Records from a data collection
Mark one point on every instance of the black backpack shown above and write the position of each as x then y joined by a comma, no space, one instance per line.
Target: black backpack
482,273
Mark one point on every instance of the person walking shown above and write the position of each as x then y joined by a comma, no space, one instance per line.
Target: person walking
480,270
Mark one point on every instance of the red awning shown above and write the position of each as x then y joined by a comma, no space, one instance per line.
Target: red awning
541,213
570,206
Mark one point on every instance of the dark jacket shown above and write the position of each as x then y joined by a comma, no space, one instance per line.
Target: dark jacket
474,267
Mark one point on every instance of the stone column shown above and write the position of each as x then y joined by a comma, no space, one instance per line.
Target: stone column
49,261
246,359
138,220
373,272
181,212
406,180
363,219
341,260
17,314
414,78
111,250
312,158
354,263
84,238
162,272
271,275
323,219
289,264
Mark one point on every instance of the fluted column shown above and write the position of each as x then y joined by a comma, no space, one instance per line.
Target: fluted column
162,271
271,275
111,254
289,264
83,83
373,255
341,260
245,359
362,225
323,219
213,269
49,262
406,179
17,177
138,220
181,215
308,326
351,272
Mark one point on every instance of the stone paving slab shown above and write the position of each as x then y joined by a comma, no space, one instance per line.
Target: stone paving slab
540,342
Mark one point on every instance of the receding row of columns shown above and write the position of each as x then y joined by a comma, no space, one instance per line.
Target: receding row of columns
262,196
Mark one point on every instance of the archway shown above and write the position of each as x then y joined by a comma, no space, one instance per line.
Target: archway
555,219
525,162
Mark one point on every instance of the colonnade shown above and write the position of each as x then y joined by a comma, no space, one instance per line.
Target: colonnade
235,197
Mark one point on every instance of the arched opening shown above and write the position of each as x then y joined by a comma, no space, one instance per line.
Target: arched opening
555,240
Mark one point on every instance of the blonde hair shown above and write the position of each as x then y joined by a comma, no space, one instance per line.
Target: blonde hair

■ **TO DO**: Would you repeat each of the lines above exactly?

■ **RESPONSE**:
Mark one point on every instance of the black backpack shown above and write the position of each as x then y joined by a comma, no space, one instance per line.
Target: black backpack
482,273
Mark one point on every instance of the person walking shown above and write the position of each as x then y joined by a comma, no space, one instance per line.
Target: person walking
480,270
Mark one point on every instance of the red awning shown above and write the position of each as x then y joined by a comma, no space, one instance per line.
Target: red awning
541,213
570,206
Mark one point on every instance of the dark jacket shown above and write the position of each as x then y joined by a comma, no space, one instance per line.
Target: dark jacket
474,267
Mark one point on every instance of the stone column shown above and write the position of each as x then y joined by a comma, no space, one instance per line.
Target: stone column
49,261
246,359
138,220
373,272
181,212
406,180
363,219
341,260
17,314
414,78
111,250
312,158
354,263
84,238
162,272
271,275
323,219
289,264
Mark one point on every instance of the fluted column shown above and write the position of each as x then y joined by a comma, no space, one instance per line.
Target: fluted column
162,271
271,275
111,254
289,264
83,83
373,255
341,260
245,359
362,225
323,219
213,269
49,262
406,179
17,177
138,220
181,215
308,326
351,272
Mark one point on every instance of the stone paving slab shown above and write the position of each as x then y joined by a comma, no space, one instance per line.
Target: stone paving slab
540,342
Mark one point on every instance of the receding row of columns shown above and write the position of each as x then y joined by a comma, no space, one instance per line.
Target: receding row of columns
262,196
Mark one point on every instance of the archway shown above and write the position of each as x then y joined by a comma, no space, one instance per line.
Target: archway
555,219
525,162
Mark one point on every instance of the colonnade shown above and write the position of each as x then y joined by a comma, no space, one instance per line.
Target: colonnade
235,197
Mark one point on every instance of the arched opening shown above and write the position of each as x then y joined by a comma, no space, one instance per line.
Target: arched opening
555,240
Mark one point on every instance of the blonde hair shown above and write the position of each as x then y joined by a comma, no space, one instance per line.
Target: blonde hair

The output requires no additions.